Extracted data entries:
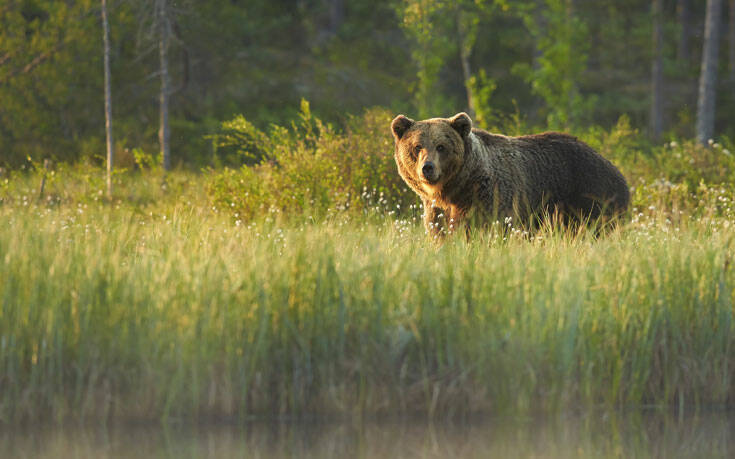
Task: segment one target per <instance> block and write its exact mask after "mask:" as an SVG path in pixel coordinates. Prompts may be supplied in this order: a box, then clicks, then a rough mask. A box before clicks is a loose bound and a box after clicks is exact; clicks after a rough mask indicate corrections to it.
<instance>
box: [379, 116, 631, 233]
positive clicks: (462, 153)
mask: <svg viewBox="0 0 735 459" xmlns="http://www.w3.org/2000/svg"><path fill="white" fill-rule="evenodd" d="M391 130H392V131H393V136H394V138H395V159H396V164H397V165H398V172H399V173H400V174H401V177H402V178H403V179H404V180H405V181H406V183H407V184H408V185H409V186H410V187H411V188H412V189H413V190H414V191H415V192H416V193H418V195H419V196H420V197H421V200H422V201H423V204H424V223H425V226H426V229H427V231H429V233H430V234H440V233H441V232H442V231H441V229H442V220H444V222H445V224H446V225H447V228H446V230H448V231H449V232H452V231H454V230H456V229H458V228H459V227H460V225H461V224H464V223H465V222H466V221H467V219H468V217H469V216H470V214H473V215H480V216H481V217H480V218H481V219H482V220H485V221H487V220H490V219H498V218H505V217H512V218H516V219H520V220H521V221H522V222H527V221H529V220H530V219H532V217H538V216H542V215H543V214H547V215H548V214H550V213H559V214H561V215H562V216H563V217H564V219H565V221H569V220H576V221H579V220H584V219H587V218H590V219H596V218H598V217H602V218H606V219H609V218H614V217H616V216H618V215H620V214H621V213H623V212H624V211H625V210H626V209H627V207H628V205H629V202H630V193H629V191H628V184H627V183H626V181H625V178H624V177H623V175H622V174H621V173H620V171H619V170H618V169H617V168H616V167H615V166H614V165H613V164H612V163H610V161H608V160H607V159H605V158H603V157H602V156H600V155H599V154H598V153H597V152H595V151H594V150H593V149H592V148H591V147H590V146H588V145H587V144H585V143H584V142H582V141H580V140H578V139H577V138H576V137H572V136H570V135H567V134H560V133H557V132H546V133H543V134H536V135H527V136H521V137H507V136H503V135H498V134H490V133H489V132H486V131H483V130H481V129H473V128H472V121H471V120H470V118H469V116H467V115H466V114H465V113H459V114H457V115H455V116H453V117H451V118H432V119H428V120H424V121H418V122H416V121H413V120H411V119H409V118H406V117H405V116H403V115H399V116H397V117H396V118H395V119H394V120H393V122H392V123H391ZM427 163H431V164H430V165H429V172H430V174H429V176H427V175H426V172H427V170H426V169H424V166H425V165H426V164H427ZM432 166H433V168H432ZM442 216H443V217H444V218H442Z"/></svg>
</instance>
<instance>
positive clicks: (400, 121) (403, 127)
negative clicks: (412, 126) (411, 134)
mask: <svg viewBox="0 0 735 459" xmlns="http://www.w3.org/2000/svg"><path fill="white" fill-rule="evenodd" d="M414 123H415V121H414V120H412V119H411V118H406V117H405V116H403V115H398V116H396V117H395V118H393V122H391V123H390V128H391V130H392V131H393V137H395V138H396V141H398V140H401V137H403V134H405V133H406V131H408V130H409V128H410V127H411V126H413V124H414Z"/></svg>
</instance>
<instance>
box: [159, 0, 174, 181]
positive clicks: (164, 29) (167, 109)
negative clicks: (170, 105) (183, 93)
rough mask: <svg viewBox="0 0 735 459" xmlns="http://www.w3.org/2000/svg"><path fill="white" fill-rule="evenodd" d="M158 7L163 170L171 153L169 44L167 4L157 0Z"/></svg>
mask: <svg viewBox="0 0 735 459" xmlns="http://www.w3.org/2000/svg"><path fill="white" fill-rule="evenodd" d="M157 3H158V8H157V10H158V11H157V14H158V33H159V35H158V51H159V56H160V66H161V94H160V119H159V122H160V125H159V128H158V142H159V144H160V146H161V156H162V157H163V168H164V170H167V171H168V170H171V153H170V145H169V139H170V137H171V134H170V132H169V123H168V98H169V93H170V89H169V88H170V85H171V84H170V81H169V75H168V46H169V24H168V11H167V8H168V5H167V4H166V0H157Z"/></svg>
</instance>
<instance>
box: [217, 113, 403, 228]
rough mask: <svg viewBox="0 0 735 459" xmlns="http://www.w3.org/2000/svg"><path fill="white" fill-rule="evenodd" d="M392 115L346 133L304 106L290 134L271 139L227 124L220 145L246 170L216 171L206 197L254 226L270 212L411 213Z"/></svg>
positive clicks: (371, 116)
mask: <svg viewBox="0 0 735 459" xmlns="http://www.w3.org/2000/svg"><path fill="white" fill-rule="evenodd" d="M390 120H391V114H390V113H389V112H388V111H387V110H385V109H372V110H368V111H366V112H365V113H364V114H363V115H362V116H359V117H350V118H349V119H348V120H347V123H346V126H345V129H344V131H339V130H337V129H335V128H334V127H333V126H332V125H330V124H328V123H324V122H322V121H321V120H320V119H318V118H316V117H314V116H313V115H312V114H311V111H310V109H309V104H308V102H306V101H302V104H301V112H300V113H299V117H298V119H297V120H296V121H294V122H292V123H291V125H290V126H288V127H284V126H276V125H274V126H271V128H270V130H269V131H268V132H267V133H266V132H263V131H260V130H258V129H257V128H256V127H255V126H254V125H253V124H252V123H250V122H248V121H247V120H246V119H245V118H244V117H242V116H238V117H236V118H235V119H233V120H231V121H227V122H225V123H223V125H222V127H223V132H222V133H220V134H218V135H217V136H215V137H214V141H215V145H216V146H217V148H218V149H222V148H224V149H228V151H230V152H231V153H232V152H234V153H235V154H236V155H239V156H240V157H241V158H242V161H243V162H244V163H245V164H244V165H243V166H242V167H240V168H239V169H232V168H224V169H223V170H221V171H214V172H212V175H211V177H210V180H209V183H208V186H207V192H208V194H209V196H210V198H211V199H212V200H213V202H214V204H215V206H216V207H217V208H219V209H229V211H230V212H232V213H233V215H235V216H236V217H238V218H242V219H249V218H252V217H254V216H256V215H258V214H262V213H265V212H279V213H289V214H292V213H308V214H309V215H311V216H313V217H319V216H323V215H325V214H326V213H329V212H330V211H344V210H349V209H351V210H353V211H358V212H368V211H370V210H374V209H375V208H376V207H377V208H379V209H380V210H382V211H389V212H393V211H400V210H401V209H408V208H410V207H411V206H412V204H414V203H416V202H417V198H416V197H415V195H414V194H413V193H412V192H410V191H409V190H408V188H407V187H406V185H405V184H404V183H403V181H402V179H401V178H400V176H399V175H398V173H397V172H396V165H395V161H394V159H393V145H392V139H391V137H390V134H389V128H388V127H389V126H390Z"/></svg>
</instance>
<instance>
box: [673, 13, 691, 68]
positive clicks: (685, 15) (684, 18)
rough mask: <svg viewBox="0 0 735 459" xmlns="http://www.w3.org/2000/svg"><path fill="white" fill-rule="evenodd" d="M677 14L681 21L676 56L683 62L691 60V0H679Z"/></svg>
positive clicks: (679, 29)
mask: <svg viewBox="0 0 735 459" xmlns="http://www.w3.org/2000/svg"><path fill="white" fill-rule="evenodd" d="M676 15H677V18H678V22H679V43H678V46H677V49H676V57H677V58H678V60H680V61H682V62H689V57H690V52H689V37H690V36H691V35H690V29H691V25H690V22H691V10H690V8H689V0H679V2H678V4H677V5H676Z"/></svg>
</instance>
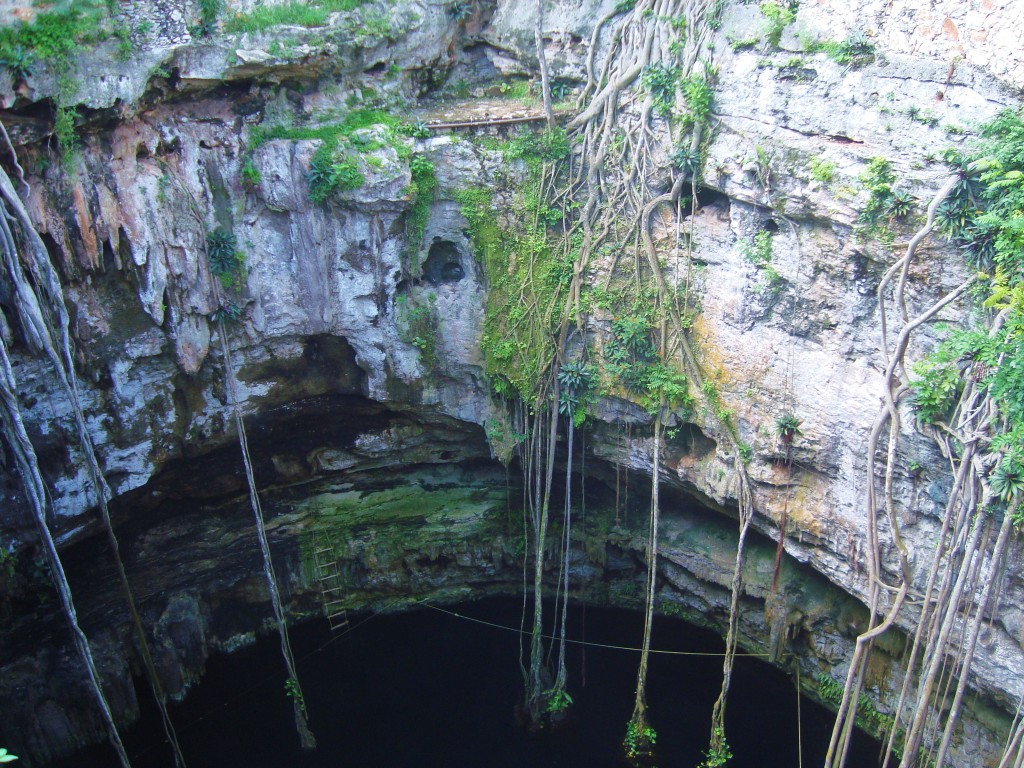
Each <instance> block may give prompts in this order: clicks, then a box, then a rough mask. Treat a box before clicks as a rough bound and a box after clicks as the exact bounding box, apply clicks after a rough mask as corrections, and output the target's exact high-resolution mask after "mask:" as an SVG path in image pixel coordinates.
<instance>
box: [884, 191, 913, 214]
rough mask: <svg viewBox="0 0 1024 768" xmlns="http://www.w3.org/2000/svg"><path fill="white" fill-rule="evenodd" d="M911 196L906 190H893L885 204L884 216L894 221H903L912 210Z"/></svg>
mask: <svg viewBox="0 0 1024 768" xmlns="http://www.w3.org/2000/svg"><path fill="white" fill-rule="evenodd" d="M913 202H914V199H913V196H912V195H911V194H910V193H908V191H907V190H906V189H894V190H893V193H892V195H891V196H890V197H889V202H888V203H887V204H886V215H888V216H889V217H890V218H894V219H900V220H902V219H905V218H906V217H907V216H909V215H910V212H911V211H912V210H913Z"/></svg>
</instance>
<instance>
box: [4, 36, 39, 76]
mask: <svg viewBox="0 0 1024 768" xmlns="http://www.w3.org/2000/svg"><path fill="white" fill-rule="evenodd" d="M35 63H36V56H35V54H34V53H33V52H32V51H31V50H29V49H28V48H26V47H25V46H24V45H22V44H19V43H10V42H0V67H3V68H4V69H5V70H7V71H8V72H9V73H10V74H11V77H13V78H14V79H15V80H18V79H20V80H25V79H27V78H28V77H29V76H30V75H31V74H32V68H33V67H34V66H35Z"/></svg>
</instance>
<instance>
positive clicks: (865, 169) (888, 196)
mask: <svg viewBox="0 0 1024 768" xmlns="http://www.w3.org/2000/svg"><path fill="white" fill-rule="evenodd" d="M858 180H859V181H860V183H861V185H862V186H863V187H864V189H865V190H866V191H867V201H866V202H865V203H864V207H863V208H861V210H860V214H859V215H858V217H857V220H858V221H859V222H860V223H861V224H865V225H866V226H867V227H869V228H872V229H873V228H877V227H878V226H879V225H881V224H882V222H883V220H884V218H885V217H886V215H887V214H888V213H889V211H890V207H891V205H892V201H893V184H894V183H895V182H896V174H895V173H893V167H892V163H890V162H889V161H888V160H886V159H885V158H880V157H874V158H871V159H870V160H869V161H868V162H867V167H866V168H865V169H864V170H863V172H862V173H861V174H860V176H859V177H858Z"/></svg>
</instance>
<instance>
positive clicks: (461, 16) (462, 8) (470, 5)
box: [447, 0, 473, 24]
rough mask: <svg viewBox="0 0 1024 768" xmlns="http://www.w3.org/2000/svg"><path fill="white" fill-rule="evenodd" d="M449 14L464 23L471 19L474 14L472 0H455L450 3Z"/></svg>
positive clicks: (452, 17) (447, 9) (459, 21)
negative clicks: (464, 22)
mask: <svg viewBox="0 0 1024 768" xmlns="http://www.w3.org/2000/svg"><path fill="white" fill-rule="evenodd" d="M447 10H449V15H450V16H452V18H454V19H455V20H456V23H457V24H458V23H462V22H465V20H467V19H469V18H470V17H471V16H472V15H473V4H472V3H471V2H466V0H454V2H453V3H452V4H451V5H449V8H447Z"/></svg>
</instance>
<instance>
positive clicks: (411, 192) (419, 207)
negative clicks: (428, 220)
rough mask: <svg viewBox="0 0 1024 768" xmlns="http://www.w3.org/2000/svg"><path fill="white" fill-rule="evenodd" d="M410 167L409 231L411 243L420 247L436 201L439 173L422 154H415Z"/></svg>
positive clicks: (432, 164)
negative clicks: (431, 211) (412, 201)
mask: <svg viewBox="0 0 1024 768" xmlns="http://www.w3.org/2000/svg"><path fill="white" fill-rule="evenodd" d="M409 167H410V173H411V175H412V183H411V184H410V194H411V195H412V198H413V206H412V208H410V210H409V219H408V220H407V233H408V237H409V242H410V244H411V245H412V246H413V247H418V246H419V243H420V241H421V240H422V239H423V232H424V231H426V228H427V221H428V220H429V219H430V206H431V204H432V203H433V201H434V190H435V189H436V188H437V175H436V172H435V170H434V164H433V163H431V162H430V161H429V160H428V159H427V158H425V157H424V156H422V155H414V156H413V158H412V160H411V161H410V164H409Z"/></svg>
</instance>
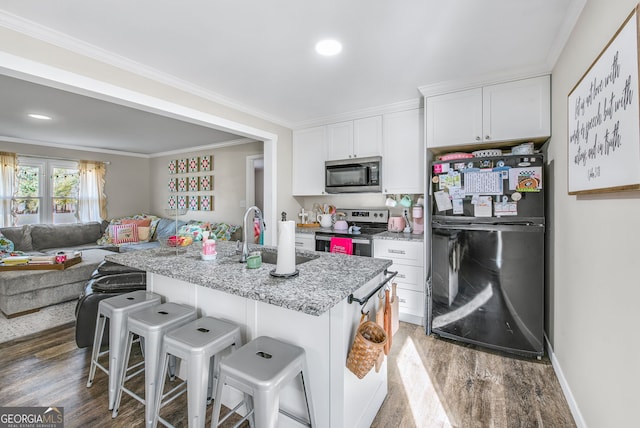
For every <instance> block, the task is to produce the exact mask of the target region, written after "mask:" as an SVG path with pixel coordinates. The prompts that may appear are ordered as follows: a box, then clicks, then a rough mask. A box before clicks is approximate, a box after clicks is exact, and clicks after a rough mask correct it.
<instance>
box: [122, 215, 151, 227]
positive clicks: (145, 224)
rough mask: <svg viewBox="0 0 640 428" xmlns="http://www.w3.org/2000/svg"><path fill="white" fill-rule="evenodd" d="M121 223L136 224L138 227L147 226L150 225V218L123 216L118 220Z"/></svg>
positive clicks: (148, 226) (148, 217)
mask: <svg viewBox="0 0 640 428" xmlns="http://www.w3.org/2000/svg"><path fill="white" fill-rule="evenodd" d="M120 223H122V224H137V225H138V227H149V226H151V218H149V217H148V218H142V219H138V218H123V219H122V221H121V222H120Z"/></svg>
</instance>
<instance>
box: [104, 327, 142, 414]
mask: <svg viewBox="0 0 640 428" xmlns="http://www.w3.org/2000/svg"><path fill="white" fill-rule="evenodd" d="M132 342H133V333H131V332H129V338H128V339H127V344H126V345H125V348H124V359H123V360H122V370H121V373H120V381H119V383H118V389H117V391H116V399H115V401H114V403H113V411H112V412H111V417H112V418H116V417H117V416H118V409H119V408H120V400H122V388H124V380H125V378H126V377H127V365H128V364H129V358H130V357H131V344H132ZM141 344H142V342H141Z"/></svg>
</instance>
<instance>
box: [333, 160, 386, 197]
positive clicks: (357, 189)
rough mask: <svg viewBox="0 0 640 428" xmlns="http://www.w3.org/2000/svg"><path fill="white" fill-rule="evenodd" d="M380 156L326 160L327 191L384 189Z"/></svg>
mask: <svg viewBox="0 0 640 428" xmlns="http://www.w3.org/2000/svg"><path fill="white" fill-rule="evenodd" d="M381 163H382V158H381V157H380V156H375V157H369V158H361V159H344V160H334V161H326V162H325V191H326V192H327V193H358V192H377V193H379V192H380V191H381V190H382V180H381V176H380V165H381Z"/></svg>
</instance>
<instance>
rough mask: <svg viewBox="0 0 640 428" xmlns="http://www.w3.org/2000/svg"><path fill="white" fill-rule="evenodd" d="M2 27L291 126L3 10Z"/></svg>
mask: <svg viewBox="0 0 640 428" xmlns="http://www.w3.org/2000/svg"><path fill="white" fill-rule="evenodd" d="M0 26H2V27H6V28H8V29H10V30H13V31H16V32H18V33H21V34H24V35H26V36H29V37H32V38H34V39H37V40H41V41H43V42H46V43H49V44H52V45H54V46H58V47H60V48H62V49H65V50H68V51H71V52H74V53H76V54H79V55H82V56H85V57H88V58H92V59H95V60H97V61H100V62H103V63H105V64H108V65H110V66H113V67H117V68H120V69H122V70H125V71H127V72H130V73H133V74H136V75H138V76H142V77H144V78H147V79H150V80H153V81H155V82H158V83H161V84H163V85H167V86H169V87H172V88H175V89H179V90H181V91H184V92H186V93H189V94H192V95H195V96H197V97H200V98H204V99H206V100H208V101H211V102H214V103H217V104H220V105H223V106H225V107H229V108H232V109H234V110H238V111H240V112H243V113H246V114H249V115H252V116H255V117H257V118H260V119H263V120H266V121H269V122H271V123H274V124H276V125H280V126H284V127H287V128H290V127H291V124H290V123H288V122H287V121H285V120H283V119H281V118H278V117H275V116H272V115H270V114H268V113H266V112H264V111H261V110H258V109H255V108H252V107H250V106H247V105H246V104H242V103H240V102H238V101H235V100H233V99H232V98H229V97H226V96H224V95H222V94H218V93H216V92H213V91H210V90H207V89H205V88H203V87H201V86H198V85H194V84H192V83H190V82H188V81H186V80H183V79H180V78H177V77H176V76H173V75H171V74H168V73H164V72H161V71H159V70H157V69H155V68H152V67H148V66H146V65H143V64H141V63H139V62H136V61H132V60H130V59H128V58H126V57H123V56H120V55H117V54H114V53H113V52H110V51H107V50H105V49H102V48H99V47H97V46H95V45H92V44H90V43H87V42H84V41H82V40H80V39H76V38H74V37H71V36H69V35H67V34H64V33H61V32H59V31H56V30H53V29H51V28H48V27H45V26H43V25H40V24H37V23H35V22H33V21H30V20H27V19H24V18H22V17H19V16H17V15H14V14H10V13H8V12H5V11H2V10H0Z"/></svg>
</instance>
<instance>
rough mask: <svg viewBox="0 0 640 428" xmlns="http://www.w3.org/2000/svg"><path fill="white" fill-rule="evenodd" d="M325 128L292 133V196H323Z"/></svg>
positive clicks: (325, 150)
mask: <svg viewBox="0 0 640 428" xmlns="http://www.w3.org/2000/svg"><path fill="white" fill-rule="evenodd" d="M326 135H327V127H326V126H317V127H315V128H307V129H301V130H298V131H294V132H293V175H292V179H293V183H292V193H293V195H323V194H324V160H325V153H326Z"/></svg>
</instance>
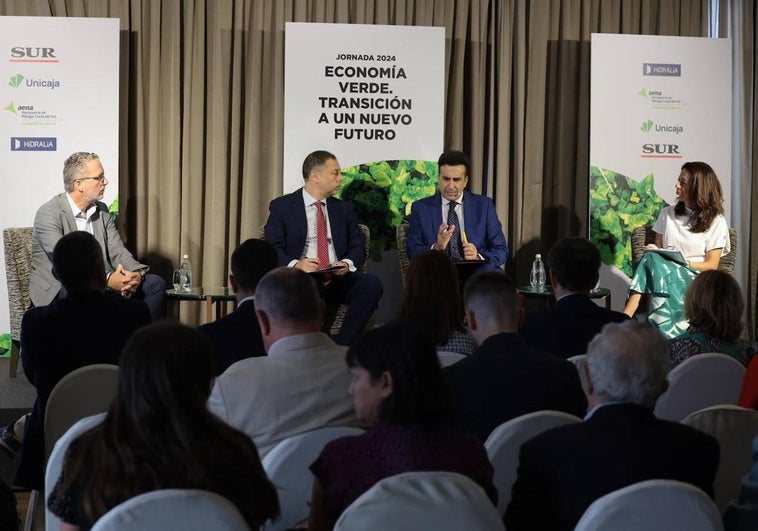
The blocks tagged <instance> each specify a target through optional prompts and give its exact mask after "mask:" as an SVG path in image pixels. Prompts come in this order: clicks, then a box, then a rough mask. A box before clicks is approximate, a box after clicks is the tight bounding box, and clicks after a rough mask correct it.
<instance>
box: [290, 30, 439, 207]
mask: <svg viewBox="0 0 758 531" xmlns="http://www.w3.org/2000/svg"><path fill="white" fill-rule="evenodd" d="M284 59H285V88H284V191H285V192H291V191H293V190H295V189H297V188H299V187H300V186H302V185H303V178H302V173H301V168H302V164H303V159H304V158H305V156H306V155H307V154H308V153H311V152H312V151H315V150H317V149H325V150H327V151H331V152H332V153H334V154H335V155H336V156H337V158H338V159H339V161H340V164H341V165H342V167H344V168H346V167H349V166H354V165H358V164H363V163H370V162H375V161H383V160H405V159H408V160H431V161H436V160H437V157H439V155H440V153H441V152H442V144H443V139H444V127H445V121H444V118H445V104H444V96H445V85H444V84H445V64H444V59H445V28H437V27H420V26H380V25H362V24H308V23H295V22H290V23H287V25H286V33H285V54H284Z"/></svg>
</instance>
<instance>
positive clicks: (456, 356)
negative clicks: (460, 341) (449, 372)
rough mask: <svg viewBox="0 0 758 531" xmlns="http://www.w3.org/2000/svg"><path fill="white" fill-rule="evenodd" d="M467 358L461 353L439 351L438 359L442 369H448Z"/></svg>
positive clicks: (446, 351) (445, 351) (437, 356)
mask: <svg viewBox="0 0 758 531" xmlns="http://www.w3.org/2000/svg"><path fill="white" fill-rule="evenodd" d="M465 357H466V355H465V354H461V353H460V352H448V351H445V350H438V351H437V358H438V359H439V360H440V366H441V367H448V366H450V365H453V364H454V363H458V362H459V361H461V360H462V359H463V358H465Z"/></svg>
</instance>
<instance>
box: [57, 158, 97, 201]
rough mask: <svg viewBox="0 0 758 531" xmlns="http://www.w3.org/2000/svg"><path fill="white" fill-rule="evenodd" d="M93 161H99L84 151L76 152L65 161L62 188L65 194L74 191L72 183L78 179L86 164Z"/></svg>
mask: <svg viewBox="0 0 758 531" xmlns="http://www.w3.org/2000/svg"><path fill="white" fill-rule="evenodd" d="M93 160H98V161H99V160H100V157H98V156H97V154H95V153H88V152H86V151H78V152H76V153H74V154H73V155H71V156H70V157H69V158H67V159H66V161H65V162H64V163H63V186H64V187H65V189H66V191H67V192H73V191H74V183H75V182H76V180H77V179H79V178H80V175H81V174H82V172H83V171H84V170H85V169H86V166H87V164H88V163H89V162H90V161H93Z"/></svg>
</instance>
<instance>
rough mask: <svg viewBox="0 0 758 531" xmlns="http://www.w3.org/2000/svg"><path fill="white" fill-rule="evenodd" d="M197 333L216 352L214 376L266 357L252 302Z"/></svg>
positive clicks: (261, 337) (206, 327) (243, 304)
mask: <svg viewBox="0 0 758 531" xmlns="http://www.w3.org/2000/svg"><path fill="white" fill-rule="evenodd" d="M198 330H199V331H200V332H202V333H204V334H205V335H206V336H208V338H209V339H210V340H211V342H212V343H213V346H214V347H215V348H216V376H218V375H219V374H221V373H222V372H224V371H225V370H226V369H227V368H229V366H230V365H231V364H232V363H236V362H238V361H239V360H242V359H245V358H254V357H257V356H265V355H266V349H265V348H264V347H263V338H262V337H261V328H260V326H259V325H258V319H257V318H256V317H255V302H254V301H252V300H249V301H246V302H245V303H243V304H241V305H240V306H238V307H237V309H236V310H234V311H233V312H232V313H230V314H229V315H227V316H225V317H222V318H221V319H217V320H215V321H213V322H212V323H208V324H204V325H203V326H201V327H199V328H198Z"/></svg>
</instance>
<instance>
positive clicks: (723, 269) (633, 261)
mask: <svg viewBox="0 0 758 531" xmlns="http://www.w3.org/2000/svg"><path fill="white" fill-rule="evenodd" d="M648 243H655V232H653V226H652V225H643V226H641V227H636V228H635V229H634V230H632V268H634V269H636V268H637V264H639V263H640V260H642V254H643V253H644V252H645V245H647V244H648ZM729 247H730V249H729V253H728V254H726V255H724V256H722V257H721V259H720V260H719V269H720V270H721V271H724V272H726V273H729V274H730V275H734V264H735V263H736V262H737V231H736V230H735V228H734V227H729Z"/></svg>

◆ Task to complete ◆
Copy every line in the records above that contains the word "give".

◆ Written solution ◆
Each <instance> block may give prompts in this order: clicks, then a box, then a rough mask. Treat a box before clicks as a rough bound and a box after clicks as the exact bounding box, apply clicks after a rough mask as corrections, and output the target's exact high-resolution mask after "mask:" as an SVG path in image pixel coordinates.
The blocks tagged <instance> each specify a target through optional prompts and give its exact mask after "mask:" as an SVG path in image pixels. Prompts come in this order: clicks, then a box, then a rough mask. A box before clicks is approximate, a box after clicks is the tight bounding box, and clicks after a rough mask correct it.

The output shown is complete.